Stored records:
◇ ◇ ◇ ◇
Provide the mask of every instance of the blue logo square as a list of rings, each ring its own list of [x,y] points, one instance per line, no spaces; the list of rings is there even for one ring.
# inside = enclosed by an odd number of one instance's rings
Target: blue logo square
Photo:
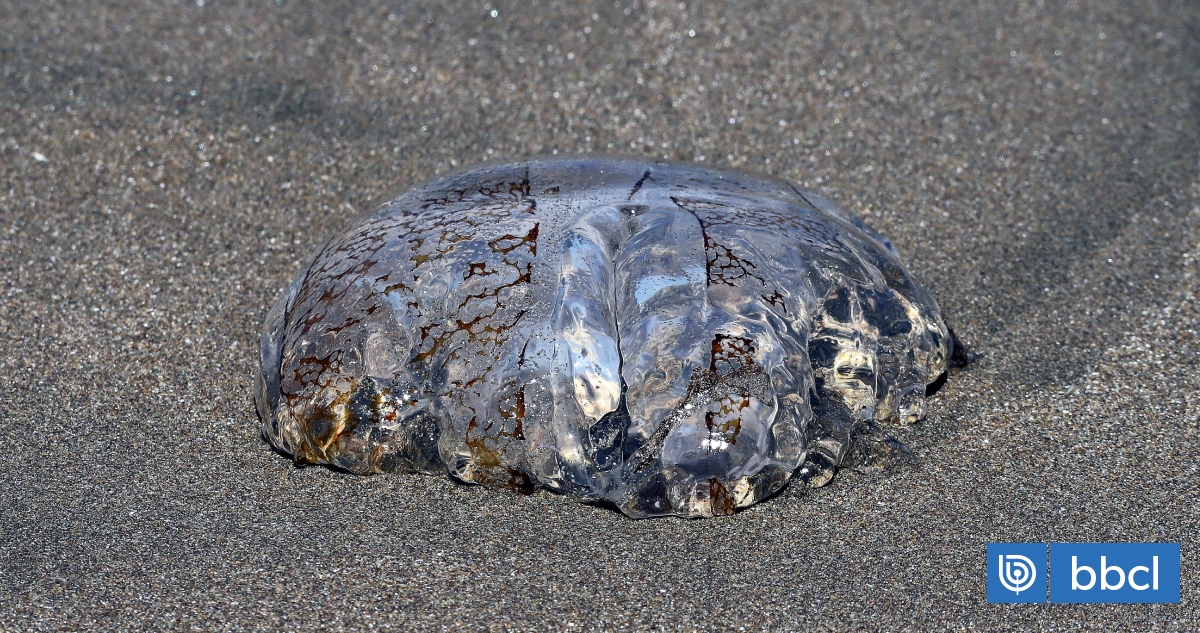
[[[988,543],[987,601],[1046,602],[1046,544]]]
[[[1179,543],[1052,543],[1050,601],[1178,603],[1179,562]]]

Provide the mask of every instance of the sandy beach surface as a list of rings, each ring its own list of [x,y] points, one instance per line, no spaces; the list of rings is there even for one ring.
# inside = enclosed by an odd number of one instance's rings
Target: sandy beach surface
[[[1200,5],[0,1],[0,629],[1200,629]],[[735,516],[298,468],[263,317],[489,159],[774,174],[978,356],[921,465]],[[989,542],[1182,545],[1182,601],[989,605]]]

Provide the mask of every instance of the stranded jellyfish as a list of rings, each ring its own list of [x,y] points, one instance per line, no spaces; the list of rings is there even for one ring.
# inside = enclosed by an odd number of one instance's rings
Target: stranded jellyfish
[[[892,243],[820,195],[531,160],[330,239],[267,316],[255,399],[298,463],[712,516],[911,460],[883,428],[925,415],[953,346]]]

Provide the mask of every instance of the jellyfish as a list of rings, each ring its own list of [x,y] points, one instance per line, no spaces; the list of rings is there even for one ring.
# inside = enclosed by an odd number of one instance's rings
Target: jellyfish
[[[619,157],[448,175],[329,239],[266,318],[297,463],[734,513],[912,462],[954,338],[893,244],[783,180]]]

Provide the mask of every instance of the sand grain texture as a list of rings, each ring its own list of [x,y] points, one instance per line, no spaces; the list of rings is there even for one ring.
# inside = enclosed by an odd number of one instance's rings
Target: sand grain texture
[[[1200,628],[1200,10],[1039,4],[0,2],[0,629]],[[301,261],[554,151],[890,237],[979,355],[923,466],[632,521],[272,453]],[[987,605],[995,541],[1182,543],[1183,602]]]

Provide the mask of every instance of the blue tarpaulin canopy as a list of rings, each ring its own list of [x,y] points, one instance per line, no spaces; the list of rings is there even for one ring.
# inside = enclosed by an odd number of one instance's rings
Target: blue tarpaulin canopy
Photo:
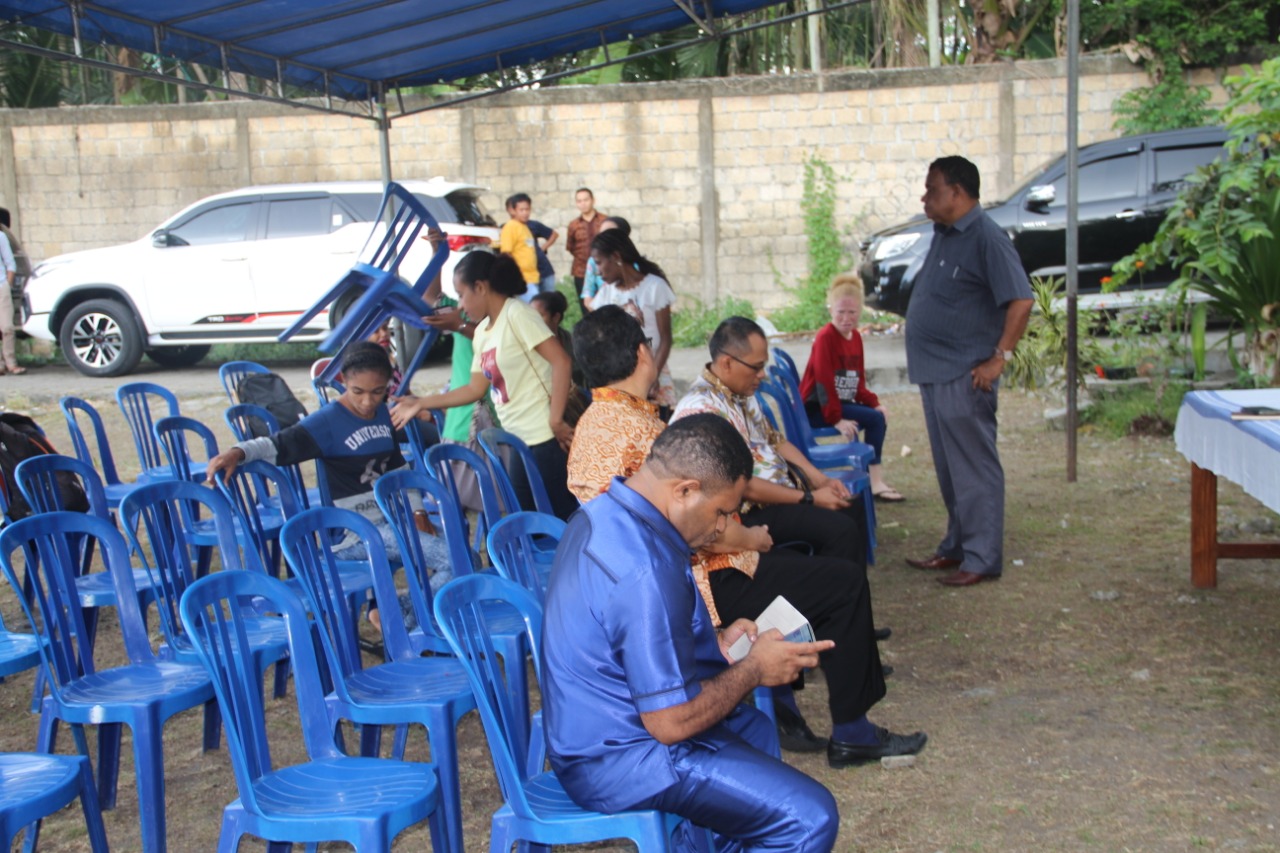
[[[690,23],[713,38],[727,16],[771,5],[777,0],[0,0],[0,19],[72,36],[76,51],[123,46],[372,102],[401,87],[501,73]],[[30,49],[3,29],[0,47]]]

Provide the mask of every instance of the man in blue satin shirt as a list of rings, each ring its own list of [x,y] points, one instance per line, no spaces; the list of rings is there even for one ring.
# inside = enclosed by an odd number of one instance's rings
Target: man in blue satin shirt
[[[839,814],[821,784],[773,756],[777,733],[741,704],[789,684],[830,641],[717,634],[690,569],[724,530],[752,471],[725,419],[669,426],[641,469],[576,513],[556,552],[543,628],[543,715],[551,765],[569,795],[606,813],[659,809],[688,819],[678,849],[827,851]],[[725,650],[754,638],[730,664]]]

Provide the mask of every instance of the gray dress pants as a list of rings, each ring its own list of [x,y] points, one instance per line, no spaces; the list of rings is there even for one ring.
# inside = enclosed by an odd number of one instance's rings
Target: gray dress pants
[[[960,571],[1004,570],[1004,468],[996,449],[998,384],[973,387],[967,372],[920,386],[933,468],[947,507],[947,534],[937,553],[963,560]]]

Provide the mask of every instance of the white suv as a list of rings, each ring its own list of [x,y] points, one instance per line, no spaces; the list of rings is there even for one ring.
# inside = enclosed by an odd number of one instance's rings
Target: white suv
[[[449,235],[444,282],[452,290],[462,253],[498,237],[480,203],[484,189],[443,178],[401,183]],[[185,367],[216,343],[275,341],[351,267],[381,198],[374,181],[210,196],[141,240],[40,264],[27,283],[23,329],[57,341],[87,376],[123,376],[144,354]],[[429,254],[424,241],[402,273],[416,276]],[[322,340],[349,305],[339,298],[292,340]]]

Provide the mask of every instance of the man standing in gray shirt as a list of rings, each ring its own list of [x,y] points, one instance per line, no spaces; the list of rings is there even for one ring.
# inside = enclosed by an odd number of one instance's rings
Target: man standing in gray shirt
[[[978,167],[929,165],[924,214],[933,244],[907,308],[907,373],[920,386],[947,533],[917,569],[951,569],[947,586],[1004,569],[1004,468],[996,449],[1000,374],[1031,315],[1031,285],[1013,243],[979,203]]]

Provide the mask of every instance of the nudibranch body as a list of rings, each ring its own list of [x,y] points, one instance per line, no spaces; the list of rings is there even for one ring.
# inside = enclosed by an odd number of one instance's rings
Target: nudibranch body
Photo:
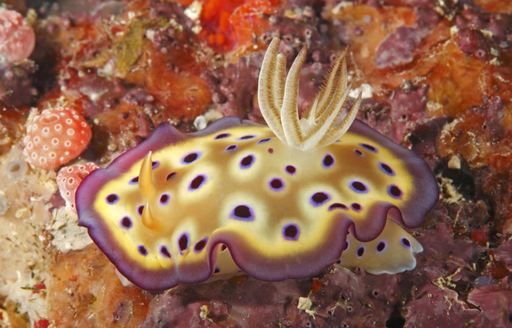
[[[276,44],[262,76],[272,65],[283,72]],[[357,108],[330,115],[346,97],[344,62],[309,121],[294,118],[300,56],[277,91],[260,77],[269,127],[235,118],[193,134],[161,126],[84,180],[79,222],[128,279],[162,290],[239,271],[303,278],[338,260],[371,273],[415,266],[422,248],[403,227],[419,226],[437,200],[428,166],[362,122],[350,126]]]

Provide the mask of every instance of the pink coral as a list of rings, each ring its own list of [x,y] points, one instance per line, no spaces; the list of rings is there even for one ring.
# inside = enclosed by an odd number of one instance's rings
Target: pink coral
[[[74,164],[63,167],[57,174],[57,185],[62,198],[67,206],[75,208],[75,194],[82,180],[92,171],[96,170],[98,165],[93,162]]]
[[[14,10],[0,8],[0,62],[27,59],[36,43],[34,30]]]
[[[91,136],[91,128],[77,111],[46,109],[27,123],[23,153],[35,167],[56,169],[77,158]]]

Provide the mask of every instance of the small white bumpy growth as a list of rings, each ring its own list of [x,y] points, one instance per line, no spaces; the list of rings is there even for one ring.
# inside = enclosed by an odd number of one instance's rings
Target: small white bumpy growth
[[[306,117],[299,118],[299,74],[306,59],[302,48],[286,75],[286,59],[278,52],[279,39],[270,43],[258,80],[258,102],[263,118],[285,144],[300,150],[328,146],[348,130],[361,104],[359,96],[348,110],[342,110],[350,88],[345,56],[340,55],[317,94]]]

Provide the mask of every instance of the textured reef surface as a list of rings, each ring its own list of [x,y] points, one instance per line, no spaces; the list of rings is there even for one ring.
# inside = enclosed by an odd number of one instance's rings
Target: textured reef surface
[[[0,8],[0,327],[512,327],[512,4],[502,0],[7,0]],[[244,275],[149,293],[77,224],[90,172],[163,123],[263,123],[272,37],[304,45],[305,113],[347,51],[358,119],[440,198],[416,268]],[[25,40],[25,41],[24,41]],[[352,95],[352,96],[354,96]]]

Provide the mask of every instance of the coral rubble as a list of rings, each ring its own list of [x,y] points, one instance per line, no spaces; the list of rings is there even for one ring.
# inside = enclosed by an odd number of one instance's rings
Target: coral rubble
[[[0,8],[35,33],[33,51],[0,65],[0,326],[512,326],[508,1],[77,3]],[[123,284],[64,208],[72,200],[54,172],[64,162],[24,160],[30,107],[65,104],[90,126],[69,165],[105,166],[166,122],[184,131],[228,115],[262,122],[257,76],[273,36],[288,62],[309,46],[301,113],[347,51],[358,118],[435,173],[441,197],[414,234],[424,246],[417,268],[374,276],[335,264],[305,280],[239,276],[158,295]]]

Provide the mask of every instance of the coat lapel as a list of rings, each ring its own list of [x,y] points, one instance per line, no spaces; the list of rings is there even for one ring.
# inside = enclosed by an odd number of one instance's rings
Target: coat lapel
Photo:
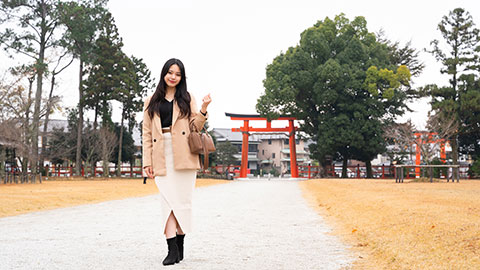
[[[172,127],[175,125],[175,122],[177,121],[178,114],[180,113],[180,108],[177,106],[177,101],[173,101],[173,115],[172,115]]]

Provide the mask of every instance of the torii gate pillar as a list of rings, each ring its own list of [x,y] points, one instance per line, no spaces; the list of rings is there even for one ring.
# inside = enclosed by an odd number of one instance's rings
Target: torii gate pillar
[[[289,140],[290,145],[290,172],[292,177],[298,178],[298,165],[297,165],[297,143],[295,141],[295,126],[293,120],[288,120]]]
[[[243,128],[248,130],[248,120],[243,121]],[[248,169],[248,131],[242,131],[242,164],[240,166],[240,178],[247,177]]]

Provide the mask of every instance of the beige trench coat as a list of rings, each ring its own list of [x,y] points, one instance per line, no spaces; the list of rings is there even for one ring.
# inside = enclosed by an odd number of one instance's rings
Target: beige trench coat
[[[200,169],[198,155],[190,152],[188,146],[188,135],[190,134],[189,124],[193,122],[198,130],[203,128],[208,118],[203,116],[197,108],[195,98],[190,93],[190,108],[192,114],[190,119],[179,118],[180,108],[177,103],[173,103],[172,115],[172,147],[173,147],[173,163],[176,170],[184,169]],[[143,128],[142,128],[142,146],[143,146],[143,168],[152,166],[155,176],[166,175],[165,167],[165,149],[163,142],[162,124],[160,116],[154,114],[153,119],[150,118],[147,106],[152,97],[145,100],[143,107]]]

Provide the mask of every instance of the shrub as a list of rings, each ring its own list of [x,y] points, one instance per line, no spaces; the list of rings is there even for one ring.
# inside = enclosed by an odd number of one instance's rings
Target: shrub
[[[470,167],[471,176],[474,178],[480,178],[480,158],[477,158]]]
◇ ◇ ◇ ◇
● Work to complete:
For each line in the data that holds the word "body", copy the line.

● Solution for this exercise:
Provide the mask of every instance of the nudibranch body as a list of rings, each ring its own list of [x,y] points, one instance per line, no spaces; the list of rings is there even for one ring.
Target: nudibranch body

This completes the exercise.